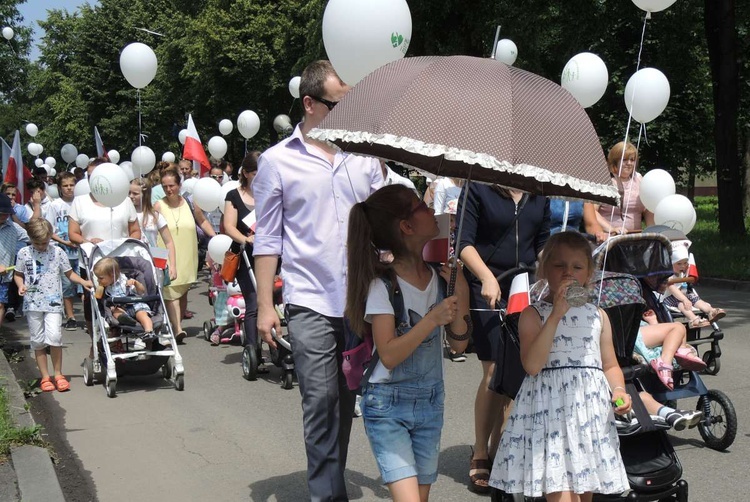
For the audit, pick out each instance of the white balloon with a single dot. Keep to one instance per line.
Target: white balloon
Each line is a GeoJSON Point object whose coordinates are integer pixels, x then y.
{"type": "Point", "coordinates": [506, 51]}
{"type": "Point", "coordinates": [217, 147]}
{"type": "Point", "coordinates": [207, 194]}
{"type": "Point", "coordinates": [225, 126]}
{"type": "Point", "coordinates": [653, 5]}
{"type": "Point", "coordinates": [82, 161]}
{"type": "Point", "coordinates": [69, 153]}
{"type": "Point", "coordinates": [82, 187]}
{"type": "Point", "coordinates": [218, 246]}
{"type": "Point", "coordinates": [127, 168]}
{"type": "Point", "coordinates": [675, 211]}
{"type": "Point", "coordinates": [109, 184]}
{"type": "Point", "coordinates": [143, 159]}
{"type": "Point", "coordinates": [647, 94]}
{"type": "Point", "coordinates": [188, 186]}
{"type": "Point", "coordinates": [585, 77]}
{"type": "Point", "coordinates": [294, 87]}
{"type": "Point", "coordinates": [282, 124]}
{"type": "Point", "coordinates": [361, 35]}
{"type": "Point", "coordinates": [248, 123]}
{"type": "Point", "coordinates": [655, 186]}
{"type": "Point", "coordinates": [138, 64]}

----------------

**Stated problem:** Print out the material word for word, omitting the pictures.

**Result of the exercise:**
For the audit, pick out each instance of the white balloon with a single dot. Keep to one instance per line.
Target: white balloon
Each line is a GeoJSON Point object whose coordinates are integer pixels, x then y.
{"type": "Point", "coordinates": [506, 51]}
{"type": "Point", "coordinates": [217, 147]}
{"type": "Point", "coordinates": [207, 194]}
{"type": "Point", "coordinates": [225, 126]}
{"type": "Point", "coordinates": [653, 5]}
{"type": "Point", "coordinates": [82, 161]}
{"type": "Point", "coordinates": [69, 153]}
{"type": "Point", "coordinates": [82, 187]}
{"type": "Point", "coordinates": [218, 246]}
{"type": "Point", "coordinates": [127, 168]}
{"type": "Point", "coordinates": [675, 211]}
{"type": "Point", "coordinates": [109, 184]}
{"type": "Point", "coordinates": [143, 159]}
{"type": "Point", "coordinates": [647, 94]}
{"type": "Point", "coordinates": [188, 186]}
{"type": "Point", "coordinates": [585, 77]}
{"type": "Point", "coordinates": [294, 87]}
{"type": "Point", "coordinates": [282, 124]}
{"type": "Point", "coordinates": [361, 35]}
{"type": "Point", "coordinates": [248, 123]}
{"type": "Point", "coordinates": [655, 186]}
{"type": "Point", "coordinates": [138, 64]}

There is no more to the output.